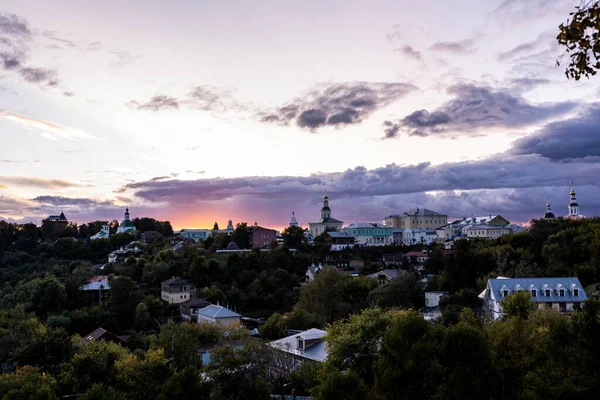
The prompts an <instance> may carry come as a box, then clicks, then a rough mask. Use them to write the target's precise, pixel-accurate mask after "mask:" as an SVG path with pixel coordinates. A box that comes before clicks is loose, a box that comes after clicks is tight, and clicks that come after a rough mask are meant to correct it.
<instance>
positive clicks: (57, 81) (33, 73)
mask: <svg viewBox="0 0 600 400" xmlns="http://www.w3.org/2000/svg"><path fill="white" fill-rule="evenodd" d="M19 74H20V75H21V77H23V79H25V80H26V81H27V82H29V83H38V84H43V85H47V86H56V85H57V84H58V78H57V76H58V74H57V72H56V71H55V70H52V69H46V68H29V67H25V68H21V69H20V70H19Z"/></svg>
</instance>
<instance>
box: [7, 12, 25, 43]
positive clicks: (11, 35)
mask: <svg viewBox="0 0 600 400" xmlns="http://www.w3.org/2000/svg"><path fill="white" fill-rule="evenodd" d="M0 32H2V33H3V34H5V35H10V36H17V37H23V38H26V37H29V36H31V31H30V30H29V25H28V23H27V21H26V20H25V19H23V18H20V17H18V16H16V15H14V14H2V13H0Z"/></svg>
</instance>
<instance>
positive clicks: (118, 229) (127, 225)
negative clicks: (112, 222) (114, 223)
mask: <svg viewBox="0 0 600 400" xmlns="http://www.w3.org/2000/svg"><path fill="white" fill-rule="evenodd" d="M133 231H135V225H134V224H133V222H132V221H131V220H130V219H129V207H127V208H126V209H125V215H124V217H123V221H122V222H121V223H120V224H119V227H118V228H117V233H125V232H133Z"/></svg>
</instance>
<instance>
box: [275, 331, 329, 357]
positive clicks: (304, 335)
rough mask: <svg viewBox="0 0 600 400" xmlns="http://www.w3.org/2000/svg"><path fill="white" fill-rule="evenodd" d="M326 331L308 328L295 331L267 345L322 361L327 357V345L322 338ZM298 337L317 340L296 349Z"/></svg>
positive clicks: (297, 346)
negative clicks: (290, 333)
mask: <svg viewBox="0 0 600 400" xmlns="http://www.w3.org/2000/svg"><path fill="white" fill-rule="evenodd" d="M326 335H327V332H326V331H324V330H321V329H316V328H313V329H309V330H307V331H303V332H300V333H296V334H293V335H290V336H287V337H284V338H283V339H279V340H275V341H273V342H270V343H269V346H271V347H275V348H277V349H279V350H281V351H285V352H287V353H291V354H295V355H298V356H300V357H303V358H307V359H309V360H314V361H319V362H323V361H325V360H326V359H327V347H326V344H325V341H324V340H319V339H323V338H324V337H325V336H326ZM298 338H300V339H303V340H305V341H307V340H317V342H316V343H313V344H312V345H310V346H308V347H306V349H304V350H301V349H298Z"/></svg>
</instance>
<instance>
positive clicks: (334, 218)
mask: <svg viewBox="0 0 600 400" xmlns="http://www.w3.org/2000/svg"><path fill="white" fill-rule="evenodd" d="M311 224H343V222H342V221H340V220H339V219H335V218H321V219H320V220H318V221H316V222H311Z"/></svg>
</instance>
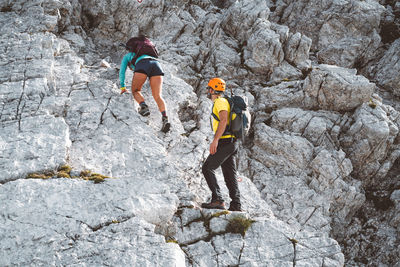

## WORK INSTRUCTIONS
What is needed is an exact copy of the entries, without any images.

## SOLVED EXERCISE
The prompts an <instance> may carry come as a box, then clicks, then a rough mask. Use them to write the target's precise, pixel-accurate mask after "mask:" as an SVG path with pixel coordinates. A box that comes before clicks is loose, a box that comes after clicks is tight, and clicks that come after a rough mask are meant to correct it.
<instance>
positive clicks: (57, 81) (33, 73)
mask: <svg viewBox="0 0 600 400" xmlns="http://www.w3.org/2000/svg"><path fill="white" fill-rule="evenodd" d="M19 74H20V75H21V77H23V79H25V80H26V81H27V82H29V83H38V84H43V85H47V86H56V85H57V84H58V78H57V76H58V74H57V72H56V71H55V70H52V69H46V68H29V67H25V68H21V69H20V70H19Z"/></svg>
</instance>
<instance>
box: [7, 12, 25, 43]
positive clicks: (11, 35)
mask: <svg viewBox="0 0 600 400" xmlns="http://www.w3.org/2000/svg"><path fill="white" fill-rule="evenodd" d="M0 32H2V33H3V34H5V35H10V36H17V37H23V38H26V37H29V36H31V31H30V30H29V25H28V23H27V21H26V20H25V19H23V18H20V17H18V16H16V15H14V14H2V13H0Z"/></svg>
</instance>
<instance>
positive clicks: (118, 229) (127, 225)
negative clicks: (112, 222) (114, 223)
mask: <svg viewBox="0 0 600 400" xmlns="http://www.w3.org/2000/svg"><path fill="white" fill-rule="evenodd" d="M133 231H135V225H134V224H133V222H132V221H131V220H130V219H129V207H127V208H126V209H125V215H124V217H123V221H122V222H121V223H120V224H119V227H118V228H117V233H125V232H133Z"/></svg>
</instance>
<instance>
box: [275, 331, 329, 357]
positive clicks: (304, 335)
rough mask: <svg viewBox="0 0 600 400" xmlns="http://www.w3.org/2000/svg"><path fill="white" fill-rule="evenodd" d="M326 331L308 328L295 331L267 345L322 361L327 357V345L322 338ZM298 337L317 340L296 349Z"/></svg>
positive clicks: (297, 346)
negative clicks: (290, 333)
mask: <svg viewBox="0 0 600 400" xmlns="http://www.w3.org/2000/svg"><path fill="white" fill-rule="evenodd" d="M326 335H327V332H326V331H324V330H321V329H316V328H313V329H309V330H307V331H303V332H300V333H296V334H293V335H290V336H287V337H284V338H283V339H279V340H275V341H273V342H270V343H269V346H271V347H275V348H277V349H279V350H281V351H285V352H287V353H291V354H295V355H298V356H300V357H303V358H307V359H309V360H314V361H319V362H323V361H325V360H326V359H327V347H326V344H325V341H324V340H319V339H323V338H324V337H325V336H326ZM298 338H300V339H303V340H305V341H307V340H317V342H316V343H313V344H312V345H310V346H308V347H306V349H304V350H301V349H298Z"/></svg>
</instance>
<instance>
positive clicks: (334, 218)
mask: <svg viewBox="0 0 600 400" xmlns="http://www.w3.org/2000/svg"><path fill="white" fill-rule="evenodd" d="M311 224H343V222H342V221H340V220H339V219H335V218H321V219H320V220H318V221H316V222H311Z"/></svg>
</instance>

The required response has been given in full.